- **Problem to solve**
Going line by line through the entries below, tally those that hold the string "light". Give only the total.

▼

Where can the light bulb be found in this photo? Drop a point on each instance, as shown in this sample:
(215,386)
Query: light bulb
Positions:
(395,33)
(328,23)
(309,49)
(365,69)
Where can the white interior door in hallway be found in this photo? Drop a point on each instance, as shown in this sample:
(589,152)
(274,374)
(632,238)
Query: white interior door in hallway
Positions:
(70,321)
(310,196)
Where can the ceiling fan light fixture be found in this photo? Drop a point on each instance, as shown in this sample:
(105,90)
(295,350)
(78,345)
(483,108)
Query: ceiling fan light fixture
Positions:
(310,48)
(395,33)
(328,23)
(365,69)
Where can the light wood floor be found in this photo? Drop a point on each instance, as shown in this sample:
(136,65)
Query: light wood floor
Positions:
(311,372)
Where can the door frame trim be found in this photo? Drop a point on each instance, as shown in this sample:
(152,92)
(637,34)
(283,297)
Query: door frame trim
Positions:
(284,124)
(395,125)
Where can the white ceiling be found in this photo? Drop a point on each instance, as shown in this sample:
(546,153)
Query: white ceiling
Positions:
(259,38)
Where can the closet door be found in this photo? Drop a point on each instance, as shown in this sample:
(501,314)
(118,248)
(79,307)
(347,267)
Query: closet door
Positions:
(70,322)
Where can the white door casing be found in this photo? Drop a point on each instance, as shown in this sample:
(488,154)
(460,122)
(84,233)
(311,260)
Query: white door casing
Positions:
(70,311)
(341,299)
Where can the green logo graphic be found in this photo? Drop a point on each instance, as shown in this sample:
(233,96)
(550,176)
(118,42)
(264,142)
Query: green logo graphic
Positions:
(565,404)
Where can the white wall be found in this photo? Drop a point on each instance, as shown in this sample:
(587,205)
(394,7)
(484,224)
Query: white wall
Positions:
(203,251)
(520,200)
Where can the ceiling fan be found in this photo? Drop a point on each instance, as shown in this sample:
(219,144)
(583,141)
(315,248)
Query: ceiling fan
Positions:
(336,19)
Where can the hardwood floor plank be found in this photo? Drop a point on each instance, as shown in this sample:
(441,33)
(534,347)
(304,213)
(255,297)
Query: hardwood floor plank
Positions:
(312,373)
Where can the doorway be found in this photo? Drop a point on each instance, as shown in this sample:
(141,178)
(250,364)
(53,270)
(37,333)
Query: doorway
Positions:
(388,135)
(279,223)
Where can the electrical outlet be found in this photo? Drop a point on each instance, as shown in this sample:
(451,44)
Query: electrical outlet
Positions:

▲
▼

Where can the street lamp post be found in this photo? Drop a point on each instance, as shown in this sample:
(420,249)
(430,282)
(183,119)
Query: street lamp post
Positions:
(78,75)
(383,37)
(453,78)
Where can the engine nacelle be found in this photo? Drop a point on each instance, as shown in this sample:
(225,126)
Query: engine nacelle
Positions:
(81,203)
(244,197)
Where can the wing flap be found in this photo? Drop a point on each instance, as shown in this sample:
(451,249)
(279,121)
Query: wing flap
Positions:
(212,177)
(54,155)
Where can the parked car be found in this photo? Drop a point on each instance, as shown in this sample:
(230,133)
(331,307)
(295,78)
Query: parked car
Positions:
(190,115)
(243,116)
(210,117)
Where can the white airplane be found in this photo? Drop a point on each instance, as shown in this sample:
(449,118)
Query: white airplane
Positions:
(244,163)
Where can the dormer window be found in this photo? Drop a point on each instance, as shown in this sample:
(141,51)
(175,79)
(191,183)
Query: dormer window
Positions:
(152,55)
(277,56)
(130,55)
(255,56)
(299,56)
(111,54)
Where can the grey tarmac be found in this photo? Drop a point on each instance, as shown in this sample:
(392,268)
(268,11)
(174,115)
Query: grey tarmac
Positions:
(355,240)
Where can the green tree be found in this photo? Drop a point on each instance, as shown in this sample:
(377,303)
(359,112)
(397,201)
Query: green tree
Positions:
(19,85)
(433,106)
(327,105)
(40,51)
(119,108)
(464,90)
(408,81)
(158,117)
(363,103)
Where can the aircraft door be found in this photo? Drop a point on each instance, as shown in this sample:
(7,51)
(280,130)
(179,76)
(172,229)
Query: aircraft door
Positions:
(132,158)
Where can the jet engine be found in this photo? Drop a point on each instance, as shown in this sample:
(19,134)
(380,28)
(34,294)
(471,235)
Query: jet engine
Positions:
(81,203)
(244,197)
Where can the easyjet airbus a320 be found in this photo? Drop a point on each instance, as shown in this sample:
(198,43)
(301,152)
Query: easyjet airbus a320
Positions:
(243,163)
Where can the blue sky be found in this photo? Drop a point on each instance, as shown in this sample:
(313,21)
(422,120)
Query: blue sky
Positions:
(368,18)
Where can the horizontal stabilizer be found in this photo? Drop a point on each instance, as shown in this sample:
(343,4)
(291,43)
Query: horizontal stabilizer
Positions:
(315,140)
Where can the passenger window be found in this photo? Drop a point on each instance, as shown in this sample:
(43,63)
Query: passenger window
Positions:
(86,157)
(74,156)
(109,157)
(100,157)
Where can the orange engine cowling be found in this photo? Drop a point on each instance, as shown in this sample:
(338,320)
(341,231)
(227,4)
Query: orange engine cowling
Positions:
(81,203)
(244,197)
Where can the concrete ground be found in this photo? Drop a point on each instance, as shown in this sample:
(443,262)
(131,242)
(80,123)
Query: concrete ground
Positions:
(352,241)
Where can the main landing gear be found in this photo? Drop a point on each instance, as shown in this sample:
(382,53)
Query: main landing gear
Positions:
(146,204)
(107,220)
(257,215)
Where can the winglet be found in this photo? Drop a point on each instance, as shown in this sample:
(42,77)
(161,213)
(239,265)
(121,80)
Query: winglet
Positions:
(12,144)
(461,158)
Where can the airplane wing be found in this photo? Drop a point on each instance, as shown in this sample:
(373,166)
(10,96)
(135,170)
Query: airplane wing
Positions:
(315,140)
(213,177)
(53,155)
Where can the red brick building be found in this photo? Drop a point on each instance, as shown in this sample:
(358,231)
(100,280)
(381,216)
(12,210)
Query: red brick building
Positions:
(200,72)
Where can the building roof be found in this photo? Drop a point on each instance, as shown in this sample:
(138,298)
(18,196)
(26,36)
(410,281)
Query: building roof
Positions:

▲

- **Answer to this problem**
6